--- ACTIVITY ---
Using the data beneath this instruction, retype only the lines from the one that contains "of the recessed" down to the one that contains "of the black", both included, exactly as they appear.

*** DATASET CONTENT Section Begins ***

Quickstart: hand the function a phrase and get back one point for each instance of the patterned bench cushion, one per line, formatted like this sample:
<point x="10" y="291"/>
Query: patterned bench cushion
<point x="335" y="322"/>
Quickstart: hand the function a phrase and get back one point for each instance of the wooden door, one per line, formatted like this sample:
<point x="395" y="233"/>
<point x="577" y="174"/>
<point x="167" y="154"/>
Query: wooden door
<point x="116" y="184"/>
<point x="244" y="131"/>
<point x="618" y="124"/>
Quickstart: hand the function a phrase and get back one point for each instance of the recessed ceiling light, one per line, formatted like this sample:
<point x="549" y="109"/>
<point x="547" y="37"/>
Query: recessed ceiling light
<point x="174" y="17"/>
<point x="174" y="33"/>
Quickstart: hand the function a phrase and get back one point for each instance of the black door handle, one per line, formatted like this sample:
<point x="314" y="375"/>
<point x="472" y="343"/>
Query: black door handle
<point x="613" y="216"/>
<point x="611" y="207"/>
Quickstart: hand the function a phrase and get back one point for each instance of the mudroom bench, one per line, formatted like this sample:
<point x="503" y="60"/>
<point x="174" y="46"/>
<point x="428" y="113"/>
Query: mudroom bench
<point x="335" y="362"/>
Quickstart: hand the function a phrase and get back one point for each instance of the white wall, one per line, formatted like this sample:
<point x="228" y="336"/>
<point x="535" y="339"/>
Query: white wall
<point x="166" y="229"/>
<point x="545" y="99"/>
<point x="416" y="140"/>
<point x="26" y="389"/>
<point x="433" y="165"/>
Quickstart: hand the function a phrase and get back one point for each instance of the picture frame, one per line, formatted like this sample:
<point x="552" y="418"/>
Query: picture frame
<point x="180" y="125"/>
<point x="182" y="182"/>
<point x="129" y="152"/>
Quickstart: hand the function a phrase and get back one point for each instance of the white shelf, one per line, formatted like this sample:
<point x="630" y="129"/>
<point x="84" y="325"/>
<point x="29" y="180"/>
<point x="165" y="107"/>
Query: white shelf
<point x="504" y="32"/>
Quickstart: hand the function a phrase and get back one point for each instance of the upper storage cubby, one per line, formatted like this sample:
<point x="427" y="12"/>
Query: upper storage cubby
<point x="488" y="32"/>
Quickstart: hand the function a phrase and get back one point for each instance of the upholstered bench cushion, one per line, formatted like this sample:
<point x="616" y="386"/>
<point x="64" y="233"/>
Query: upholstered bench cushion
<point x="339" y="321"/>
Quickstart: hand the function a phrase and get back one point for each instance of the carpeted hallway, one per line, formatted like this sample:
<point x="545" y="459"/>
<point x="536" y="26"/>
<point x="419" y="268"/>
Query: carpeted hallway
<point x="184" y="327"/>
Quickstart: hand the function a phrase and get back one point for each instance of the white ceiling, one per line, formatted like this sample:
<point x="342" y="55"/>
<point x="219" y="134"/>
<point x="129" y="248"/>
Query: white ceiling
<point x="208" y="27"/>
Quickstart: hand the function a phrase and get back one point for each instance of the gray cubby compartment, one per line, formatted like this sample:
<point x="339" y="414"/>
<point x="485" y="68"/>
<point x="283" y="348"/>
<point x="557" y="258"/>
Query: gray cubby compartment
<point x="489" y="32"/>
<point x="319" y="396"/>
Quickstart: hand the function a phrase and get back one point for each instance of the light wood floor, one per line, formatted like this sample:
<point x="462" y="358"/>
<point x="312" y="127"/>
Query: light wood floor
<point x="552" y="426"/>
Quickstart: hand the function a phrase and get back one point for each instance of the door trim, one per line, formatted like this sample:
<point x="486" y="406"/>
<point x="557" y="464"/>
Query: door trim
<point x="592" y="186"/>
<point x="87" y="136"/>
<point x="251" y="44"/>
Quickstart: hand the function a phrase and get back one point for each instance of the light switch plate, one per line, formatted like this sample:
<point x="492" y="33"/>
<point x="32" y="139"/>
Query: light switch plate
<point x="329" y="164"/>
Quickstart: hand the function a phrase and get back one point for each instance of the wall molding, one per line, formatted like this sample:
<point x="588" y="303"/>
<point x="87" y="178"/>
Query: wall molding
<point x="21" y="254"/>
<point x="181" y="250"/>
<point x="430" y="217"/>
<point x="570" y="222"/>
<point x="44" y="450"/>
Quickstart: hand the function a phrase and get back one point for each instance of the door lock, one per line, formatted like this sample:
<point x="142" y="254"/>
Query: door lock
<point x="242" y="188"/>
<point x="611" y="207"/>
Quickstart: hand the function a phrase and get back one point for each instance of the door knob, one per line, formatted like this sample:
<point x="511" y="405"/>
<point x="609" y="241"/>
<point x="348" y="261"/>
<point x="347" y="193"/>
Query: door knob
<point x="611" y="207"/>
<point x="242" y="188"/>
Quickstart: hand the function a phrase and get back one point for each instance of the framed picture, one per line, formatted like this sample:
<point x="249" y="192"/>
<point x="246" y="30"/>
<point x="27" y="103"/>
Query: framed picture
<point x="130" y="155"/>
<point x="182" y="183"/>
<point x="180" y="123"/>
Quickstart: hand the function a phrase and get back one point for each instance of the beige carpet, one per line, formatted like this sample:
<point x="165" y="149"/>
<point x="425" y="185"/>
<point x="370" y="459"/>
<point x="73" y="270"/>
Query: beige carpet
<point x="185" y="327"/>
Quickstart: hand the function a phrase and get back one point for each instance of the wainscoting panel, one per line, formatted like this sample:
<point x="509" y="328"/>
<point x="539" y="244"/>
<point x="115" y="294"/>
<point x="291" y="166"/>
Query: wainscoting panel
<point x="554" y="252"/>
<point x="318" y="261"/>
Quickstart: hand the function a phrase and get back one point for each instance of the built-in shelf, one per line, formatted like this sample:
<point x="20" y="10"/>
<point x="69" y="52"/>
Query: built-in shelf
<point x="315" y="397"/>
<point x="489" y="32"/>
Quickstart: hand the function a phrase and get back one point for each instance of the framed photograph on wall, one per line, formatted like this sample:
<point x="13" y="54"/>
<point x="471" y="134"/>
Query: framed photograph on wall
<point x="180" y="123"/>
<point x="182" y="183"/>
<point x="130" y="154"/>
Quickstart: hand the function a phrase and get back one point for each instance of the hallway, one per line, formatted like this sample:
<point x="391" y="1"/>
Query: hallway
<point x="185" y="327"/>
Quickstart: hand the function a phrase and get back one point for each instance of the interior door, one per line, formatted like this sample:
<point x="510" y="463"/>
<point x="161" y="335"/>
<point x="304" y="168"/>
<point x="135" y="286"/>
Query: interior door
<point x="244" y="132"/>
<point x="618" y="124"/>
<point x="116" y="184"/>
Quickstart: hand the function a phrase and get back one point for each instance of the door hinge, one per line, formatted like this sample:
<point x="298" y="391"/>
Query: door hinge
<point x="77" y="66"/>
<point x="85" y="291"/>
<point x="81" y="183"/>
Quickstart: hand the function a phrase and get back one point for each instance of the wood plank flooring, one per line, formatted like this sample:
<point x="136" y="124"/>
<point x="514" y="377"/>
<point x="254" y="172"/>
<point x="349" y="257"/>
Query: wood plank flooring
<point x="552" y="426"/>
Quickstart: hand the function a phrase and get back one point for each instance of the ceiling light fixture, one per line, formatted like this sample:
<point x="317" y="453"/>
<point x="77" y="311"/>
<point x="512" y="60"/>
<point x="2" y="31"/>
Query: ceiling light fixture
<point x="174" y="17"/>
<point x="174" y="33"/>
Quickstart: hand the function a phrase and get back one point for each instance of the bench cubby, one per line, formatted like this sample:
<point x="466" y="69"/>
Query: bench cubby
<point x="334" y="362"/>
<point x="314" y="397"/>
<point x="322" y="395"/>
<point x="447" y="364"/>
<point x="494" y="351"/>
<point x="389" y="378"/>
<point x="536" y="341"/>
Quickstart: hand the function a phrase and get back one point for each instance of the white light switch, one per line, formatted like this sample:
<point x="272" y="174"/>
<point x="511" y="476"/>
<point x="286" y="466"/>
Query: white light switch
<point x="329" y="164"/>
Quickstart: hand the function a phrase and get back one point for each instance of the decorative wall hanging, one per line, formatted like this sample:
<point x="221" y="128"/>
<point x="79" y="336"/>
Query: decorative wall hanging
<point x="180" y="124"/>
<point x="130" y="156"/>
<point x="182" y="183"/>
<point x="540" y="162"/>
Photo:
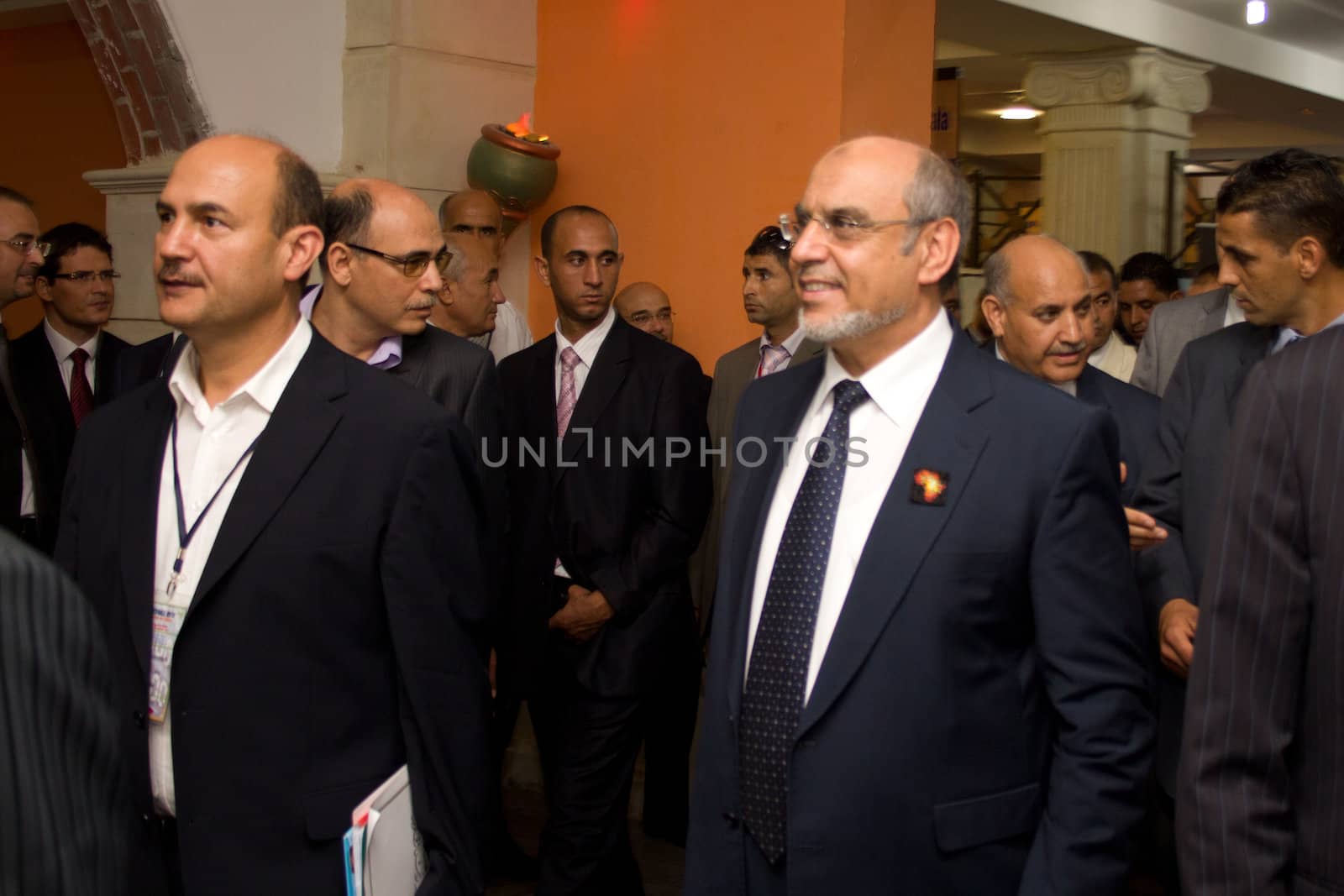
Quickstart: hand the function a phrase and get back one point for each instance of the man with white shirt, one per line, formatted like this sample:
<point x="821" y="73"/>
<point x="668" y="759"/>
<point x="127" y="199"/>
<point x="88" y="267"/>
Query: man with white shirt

*** DATASET CONTENT Section Ends ***

--- SOLUTION FOR THIS PROBLEM ---
Quickstart: hand the function a phrase and get back one point for each instance of the recessed ceiling light, one per line, formatted like this sample:
<point x="549" y="109"/>
<point x="547" y="37"/>
Query: recessed ceiling light
<point x="174" y="17"/>
<point x="174" y="33"/>
Quickstart: hand the function a phrase and get back one point for each instance of the black door handle, one per line, formatted like this sample:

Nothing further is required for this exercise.